--- BEGIN Record set ---

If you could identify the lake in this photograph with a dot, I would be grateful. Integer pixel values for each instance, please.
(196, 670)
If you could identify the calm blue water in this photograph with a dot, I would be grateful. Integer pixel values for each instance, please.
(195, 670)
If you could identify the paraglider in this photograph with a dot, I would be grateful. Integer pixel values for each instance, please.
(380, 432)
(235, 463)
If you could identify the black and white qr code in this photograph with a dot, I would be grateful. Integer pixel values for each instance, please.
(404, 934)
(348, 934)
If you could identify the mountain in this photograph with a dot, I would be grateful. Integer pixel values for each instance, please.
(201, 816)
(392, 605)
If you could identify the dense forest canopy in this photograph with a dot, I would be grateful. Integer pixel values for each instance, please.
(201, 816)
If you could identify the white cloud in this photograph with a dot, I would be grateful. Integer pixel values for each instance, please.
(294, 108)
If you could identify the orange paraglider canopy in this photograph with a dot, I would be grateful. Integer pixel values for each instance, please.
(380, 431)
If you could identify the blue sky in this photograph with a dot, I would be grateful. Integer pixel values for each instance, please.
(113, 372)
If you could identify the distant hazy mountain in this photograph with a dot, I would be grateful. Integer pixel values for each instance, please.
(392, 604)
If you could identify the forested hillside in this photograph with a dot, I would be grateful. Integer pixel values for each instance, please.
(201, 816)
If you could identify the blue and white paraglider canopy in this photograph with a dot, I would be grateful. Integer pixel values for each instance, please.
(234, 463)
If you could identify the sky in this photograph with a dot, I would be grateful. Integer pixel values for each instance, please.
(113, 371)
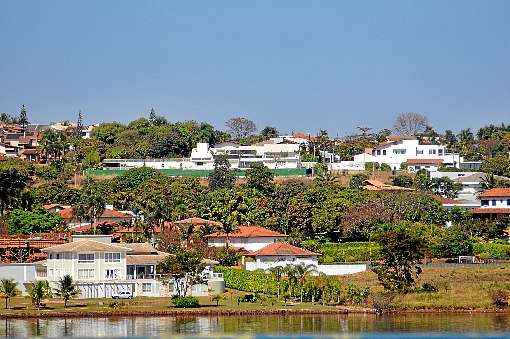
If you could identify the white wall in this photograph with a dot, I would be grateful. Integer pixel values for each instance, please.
(250, 244)
(21, 273)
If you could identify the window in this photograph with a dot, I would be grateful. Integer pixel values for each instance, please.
(112, 273)
(85, 257)
(146, 287)
(112, 257)
(87, 273)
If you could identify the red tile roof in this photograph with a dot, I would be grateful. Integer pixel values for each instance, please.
(496, 193)
(424, 161)
(491, 210)
(247, 232)
(283, 248)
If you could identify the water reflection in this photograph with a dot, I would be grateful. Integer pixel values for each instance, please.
(265, 325)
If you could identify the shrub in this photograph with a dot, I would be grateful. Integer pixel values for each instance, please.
(344, 252)
(185, 302)
(428, 287)
(356, 294)
(249, 281)
(500, 298)
(492, 251)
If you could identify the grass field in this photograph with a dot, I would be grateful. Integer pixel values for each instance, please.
(466, 288)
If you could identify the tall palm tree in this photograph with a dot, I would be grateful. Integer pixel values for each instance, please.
(8, 290)
(302, 271)
(66, 289)
(277, 273)
(38, 291)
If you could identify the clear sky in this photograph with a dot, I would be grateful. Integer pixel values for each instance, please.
(296, 65)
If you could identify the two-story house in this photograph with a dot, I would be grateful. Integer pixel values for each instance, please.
(494, 202)
(101, 268)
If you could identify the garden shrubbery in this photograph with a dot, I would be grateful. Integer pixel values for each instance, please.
(344, 252)
(185, 302)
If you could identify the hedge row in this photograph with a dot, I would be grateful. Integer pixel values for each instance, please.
(344, 252)
(249, 281)
(492, 250)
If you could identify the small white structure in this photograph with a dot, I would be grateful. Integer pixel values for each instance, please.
(284, 254)
(407, 151)
(274, 153)
(250, 238)
(100, 268)
(22, 273)
(280, 254)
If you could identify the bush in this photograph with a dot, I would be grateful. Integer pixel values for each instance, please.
(492, 251)
(344, 252)
(500, 298)
(185, 302)
(249, 281)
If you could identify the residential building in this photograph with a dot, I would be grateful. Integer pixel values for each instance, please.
(101, 268)
(494, 203)
(284, 254)
(249, 238)
(276, 153)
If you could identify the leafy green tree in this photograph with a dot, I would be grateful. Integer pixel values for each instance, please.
(8, 289)
(222, 176)
(260, 177)
(185, 267)
(23, 117)
(240, 127)
(36, 221)
(12, 183)
(357, 181)
(401, 251)
(66, 289)
(269, 132)
(402, 180)
(38, 291)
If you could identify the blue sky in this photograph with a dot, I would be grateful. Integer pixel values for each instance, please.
(296, 65)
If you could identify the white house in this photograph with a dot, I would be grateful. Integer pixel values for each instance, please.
(250, 238)
(494, 202)
(101, 268)
(416, 155)
(284, 254)
(280, 254)
(274, 153)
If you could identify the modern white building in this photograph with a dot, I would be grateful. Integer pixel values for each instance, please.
(275, 153)
(284, 254)
(101, 268)
(250, 238)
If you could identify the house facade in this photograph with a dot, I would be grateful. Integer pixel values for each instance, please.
(249, 238)
(101, 268)
(276, 153)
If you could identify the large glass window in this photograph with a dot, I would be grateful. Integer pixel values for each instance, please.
(112, 257)
(87, 273)
(85, 257)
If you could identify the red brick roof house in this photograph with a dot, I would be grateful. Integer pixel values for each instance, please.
(251, 238)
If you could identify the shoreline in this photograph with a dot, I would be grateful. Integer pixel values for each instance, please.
(232, 312)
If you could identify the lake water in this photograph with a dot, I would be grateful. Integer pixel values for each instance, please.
(342, 326)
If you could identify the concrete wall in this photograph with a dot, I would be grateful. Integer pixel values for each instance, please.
(21, 273)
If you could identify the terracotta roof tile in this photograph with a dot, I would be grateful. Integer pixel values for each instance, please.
(491, 210)
(247, 232)
(424, 161)
(86, 245)
(496, 193)
(283, 249)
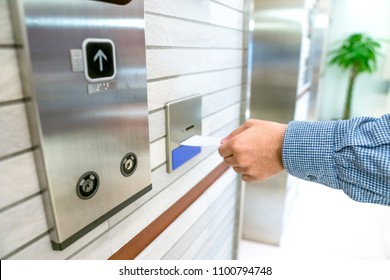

--- END Record set ---

[What you are asked to do]:
Reproduce every line of the records above verbatim and without alteration, from the first to the last, omitting the pictures.

[Exercise answer]:
If you could identify the lake in this photograph with a dot, I would be grateful. Integer pixel values for each instance, please.
(196, 670)
If you could identify the calm blue water in this photograph with a dot, I would be grateful. Integer pixel values for each instance, please.
(195, 670)
If you could identify the paraglider in this photograph with a dot, I would be grateful. Integer pixel values for each instance, please.
(380, 432)
(235, 463)
If you could identify the black and white qr code in this photograph with a dot, I would be grateful. Integer pixel values for each instance, please.
(404, 934)
(348, 934)
If you could identify the mountain in this photograph with a dot, I would be grateful. Integer pixel values for each instance, please.
(201, 816)
(392, 605)
If you could identify the dense forest canopy in this photograph with a dot, I would be grateful. Integer pixel values for each instance, please.
(201, 816)
If you could identify the white cloud in this photograph with a dot, I would be grateful. Integer pixel values for each instance, please.
(294, 108)
If you could identify the orange paraglider canopy in this photograph with a dot, I would be grateful. Integer pixel values for each instance, please.
(380, 431)
If you could identify the blue sky in this photograph with a dot, I would be grateful. Integer pixel values for each instance, please.
(113, 372)
If you could identify the distant hazy mountain in this photograph with a dot, I would be grateful. Integer pixel values for each instance, please.
(392, 604)
If you could identify the forested hillside in this photograph with a dot, I would be grateful. Integer pixel values for each instance, please.
(201, 816)
If you could identify the blue and white paraglider canopy in this photograph with a dot, I would be grateful. Integer pixel values for each instance, please.
(234, 463)
If you could identify the sky in this photograph with a dot, I would be grateful. Integer pixel values for each instance, please.
(113, 371)
If you could identify the white wall in this photograph with a dot, I would be grateful. Integer pixel values for each instance, please.
(250, 244)
(21, 273)
If you could identify the window in this photograph with a dot, I would be grateful. Integer pixel values for each instance, please.
(112, 273)
(85, 257)
(146, 287)
(112, 257)
(87, 273)
If you could identify the red tile roof in this photograph with a dot, I would be grateful. Integer pixel values for each instance, please.
(496, 193)
(424, 161)
(491, 210)
(247, 232)
(283, 248)
If you could identify the water reflection in this photograph with a dot, I would be grateful. Integer pixel values for each instance, please.
(265, 325)
If you could identify the shrub in this photograph with a dot, I would be grateful. Integer pixel values for each instance, please.
(344, 252)
(185, 302)
(428, 287)
(356, 294)
(249, 281)
(500, 298)
(492, 251)
If you could identify the grass field in this photograph with a dot, I would be grateful. Integer pixel values for each instance, please.
(466, 288)
If you could identify the tall palm tree in this photograph with a dot, I would be grateful. Integer pixel values for each instance, please.
(8, 290)
(302, 271)
(66, 289)
(277, 273)
(38, 291)
If you could identify the clear sky in this photograph with a dot, I would be grateful. Integer pixel values for each instance, please.
(296, 65)
If you could identify the two-story house in this photograph with a dot, I would be grateful. Integer pixel values for each instance, please.
(494, 202)
(101, 268)
If you could identify the garden shrubbery in this photograph with a dot, I would be grateful. Integer pixel values for each instance, please.
(344, 252)
(185, 302)
If you could identify the hedge row in this photograph with a dot, I would be grateful. Integer pixel values for each instance, please.
(344, 252)
(249, 281)
(492, 250)
If you could identify the small white structure in this photograph with a dot, I would be grateful. Integer pixel values for each instance, please.
(284, 254)
(407, 151)
(274, 153)
(250, 238)
(100, 268)
(22, 273)
(280, 254)
If you could identify the bush in this photograph with a dot, I would be grateful. Integer pixel values for each instance, please.
(492, 251)
(344, 252)
(500, 298)
(185, 302)
(249, 281)
If you could identify the residential building in this photograph with a dot, I would be grateful. Integer pixel values for each instance, please.
(101, 268)
(494, 203)
(284, 254)
(249, 238)
(276, 153)
If you could identify the leafy green tree in this photograph with a dot, I would be grateful. Integer pixel values for each instance, please.
(8, 289)
(222, 176)
(260, 177)
(185, 267)
(23, 117)
(240, 127)
(36, 221)
(12, 183)
(357, 181)
(401, 251)
(66, 289)
(269, 132)
(402, 180)
(38, 291)
If you could identify the blue sky in this photograph with a dot, I would be grateful. Integer pixel values for each instance, please.
(296, 65)
If you could identify the white house in this photograph with a dot, I would be grateful. Integer pixel values for each instance, please.
(250, 238)
(494, 202)
(101, 268)
(416, 155)
(284, 254)
(280, 254)
(274, 153)
If you could identify the modern white building in this photograph with a dot, I would be grateful. Integer pixel values for each instance, please.
(275, 153)
(284, 254)
(101, 268)
(250, 238)
If you could identify the house facade in this photograph with a dot, I would be grateful. Integer pixel values for each instance, please.
(249, 238)
(101, 268)
(276, 153)
If you could identify the large glass window in this photograph with a dot, I would be grateful. Integer pixel values for each instance, please.
(112, 257)
(87, 273)
(85, 257)
If you could identify the red brick roof house in this photograph with a dot, I would be grateful. Integer pixel values for each instance, please.
(251, 238)
If you could identify the shoreline in this photograph with a dot, I would be grateful. Integer pixel values for each instance, please.
(232, 312)
If you could identify the lake water in this photograph with a dot, I would be grateful. Integer pixel values for each instance, please.
(342, 326)
If you could identify the concrete wall in this photograph with a dot, I would be grateful. Integer pixel values for each instance, please.
(21, 273)
If you could identify the terracotta roof tile in this photograph with a dot, I would be grateful. Integer pixel values for each instance, please.
(491, 210)
(247, 232)
(424, 161)
(86, 245)
(496, 193)
(283, 249)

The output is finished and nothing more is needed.